-------- 原文 --------

年度内始動へ検討本格化、訪看ステーション開設へ/住田町

▲ 開業費用や今後のスケジュールなどを確認した検討会=住田町役場

 住田町による本年度初の保健医療介護連携体制構築検討会は17日、町役場で開かれた。昨年度に引き続き、医療資源不足を補完する訪問看護ステーションの立ち上げに向けた検討事項を協議。年度内開設を見据え、拠点場所選定や看護師確保の取り組みを本格化させる。気仙では例がない看護小規模多機能型居宅介護(看多機)施設の開設も視野に入れており、医師不足に悩む小規模自治体のモデルを構築できるか、今後の取り組みが注目される。

 

開業医不在対策の〝核〟、さらなる機能拡充も見据え

 

 町内では一昨年、昨年と民間医科診療所の閉院が相次いだ。医科診療機関は、世田米の県立大船渡病院附属住田地域診療センターのみとなっている。

--------

**課題 1:**
住田町の訪問看護ステーション開設の記事を、「年度内始動へ検討本格化、訪看ステーション開設へ/住田町」から「今後の取り組みが注目される。」まで、「検討会」を「協議会」に差し替えて書き直してください。
**課題 2:**
住田町の訪問看護ステーション開設の記事によると、現在町内にある医科診療機関はどこですか。

-------- 入力データ --------

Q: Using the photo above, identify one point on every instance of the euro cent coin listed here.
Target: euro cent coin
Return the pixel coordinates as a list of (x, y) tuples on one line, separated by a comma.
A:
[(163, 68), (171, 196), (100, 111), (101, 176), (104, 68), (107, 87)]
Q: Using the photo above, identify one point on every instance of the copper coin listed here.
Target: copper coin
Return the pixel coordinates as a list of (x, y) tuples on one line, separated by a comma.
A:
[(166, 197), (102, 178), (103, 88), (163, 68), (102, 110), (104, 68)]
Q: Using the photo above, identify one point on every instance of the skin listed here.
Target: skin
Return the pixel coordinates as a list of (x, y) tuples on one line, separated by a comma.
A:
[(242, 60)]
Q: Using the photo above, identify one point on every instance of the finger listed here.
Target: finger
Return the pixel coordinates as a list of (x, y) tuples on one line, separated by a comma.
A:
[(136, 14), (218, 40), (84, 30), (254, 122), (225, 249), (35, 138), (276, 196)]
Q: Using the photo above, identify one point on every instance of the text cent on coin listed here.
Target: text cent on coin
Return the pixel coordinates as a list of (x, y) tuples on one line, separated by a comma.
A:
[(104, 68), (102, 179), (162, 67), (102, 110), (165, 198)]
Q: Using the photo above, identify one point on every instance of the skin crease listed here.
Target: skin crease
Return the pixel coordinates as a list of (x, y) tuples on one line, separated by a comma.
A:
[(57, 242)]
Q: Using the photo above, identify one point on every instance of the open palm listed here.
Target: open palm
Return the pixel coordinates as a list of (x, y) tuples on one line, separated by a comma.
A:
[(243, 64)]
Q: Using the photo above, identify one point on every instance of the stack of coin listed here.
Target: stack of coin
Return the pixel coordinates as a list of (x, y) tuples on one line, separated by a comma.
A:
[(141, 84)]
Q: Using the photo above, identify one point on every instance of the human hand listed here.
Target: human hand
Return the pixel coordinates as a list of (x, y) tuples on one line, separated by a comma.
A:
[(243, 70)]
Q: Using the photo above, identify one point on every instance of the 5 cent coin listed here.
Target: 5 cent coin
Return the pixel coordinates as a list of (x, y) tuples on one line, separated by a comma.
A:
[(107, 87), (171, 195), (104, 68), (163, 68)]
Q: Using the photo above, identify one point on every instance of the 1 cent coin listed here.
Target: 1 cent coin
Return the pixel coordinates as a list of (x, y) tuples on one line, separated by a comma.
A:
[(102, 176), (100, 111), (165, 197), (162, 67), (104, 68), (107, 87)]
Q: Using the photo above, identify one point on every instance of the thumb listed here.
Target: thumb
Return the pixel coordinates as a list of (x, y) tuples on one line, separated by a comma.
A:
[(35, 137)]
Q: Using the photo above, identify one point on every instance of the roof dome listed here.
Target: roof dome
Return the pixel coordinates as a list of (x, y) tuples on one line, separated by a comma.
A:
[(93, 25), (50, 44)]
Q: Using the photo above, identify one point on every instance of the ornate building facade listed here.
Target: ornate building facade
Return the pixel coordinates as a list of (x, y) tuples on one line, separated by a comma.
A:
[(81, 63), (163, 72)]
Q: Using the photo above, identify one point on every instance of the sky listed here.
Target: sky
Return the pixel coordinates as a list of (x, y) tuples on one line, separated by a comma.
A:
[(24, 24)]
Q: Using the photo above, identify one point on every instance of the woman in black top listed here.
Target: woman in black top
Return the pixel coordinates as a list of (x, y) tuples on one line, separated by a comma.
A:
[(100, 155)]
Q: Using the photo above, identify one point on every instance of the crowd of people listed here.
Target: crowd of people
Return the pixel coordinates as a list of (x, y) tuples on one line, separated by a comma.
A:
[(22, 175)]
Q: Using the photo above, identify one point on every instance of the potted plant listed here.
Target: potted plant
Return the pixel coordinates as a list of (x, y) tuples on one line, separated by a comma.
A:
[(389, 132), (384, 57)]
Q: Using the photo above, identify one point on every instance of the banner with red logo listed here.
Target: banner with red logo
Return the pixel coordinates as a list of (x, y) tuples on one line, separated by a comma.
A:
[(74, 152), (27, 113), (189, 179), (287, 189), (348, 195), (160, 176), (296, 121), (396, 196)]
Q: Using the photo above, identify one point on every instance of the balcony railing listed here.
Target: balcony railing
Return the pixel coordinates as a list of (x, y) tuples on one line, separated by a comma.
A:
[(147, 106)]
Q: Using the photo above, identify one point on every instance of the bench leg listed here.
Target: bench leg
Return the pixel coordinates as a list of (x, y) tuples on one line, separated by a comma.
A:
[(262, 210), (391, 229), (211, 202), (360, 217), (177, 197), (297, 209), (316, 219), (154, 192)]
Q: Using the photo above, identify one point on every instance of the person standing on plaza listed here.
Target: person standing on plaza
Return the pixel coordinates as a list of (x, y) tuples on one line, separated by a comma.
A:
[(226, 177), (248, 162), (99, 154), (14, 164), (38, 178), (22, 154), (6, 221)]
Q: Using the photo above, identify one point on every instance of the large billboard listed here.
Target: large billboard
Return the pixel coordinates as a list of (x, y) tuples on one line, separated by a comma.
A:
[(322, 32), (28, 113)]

--------

**解答 1:**
年度内始動へ検討本格化、訪看ステーション開設へ/住田町

▲ 開業費用や今後のスケジュールなどを確認した協議会=住田町役場

 住田町による本年度初の保健医療介護連携体制構築協議会は17日、町役場で開かれた。昨年度に引き続き、医療資源不足を補完する訪問看護ステーションの立ち上げに向けた検討事項を協議。年度内開設を見据え、拠点場所選定や看護師確保の取り組みを本格化させる。気仙では例がない看護小規模多機能型居宅介護(看多機)施設の開設も視野に入れており、医師不足に悩む小規模自治体のモデルを構築できるか、今後の取り組みが注目される。

**解答 2:**
世田米の県立大船渡病院附属住田地域診療センターのみです。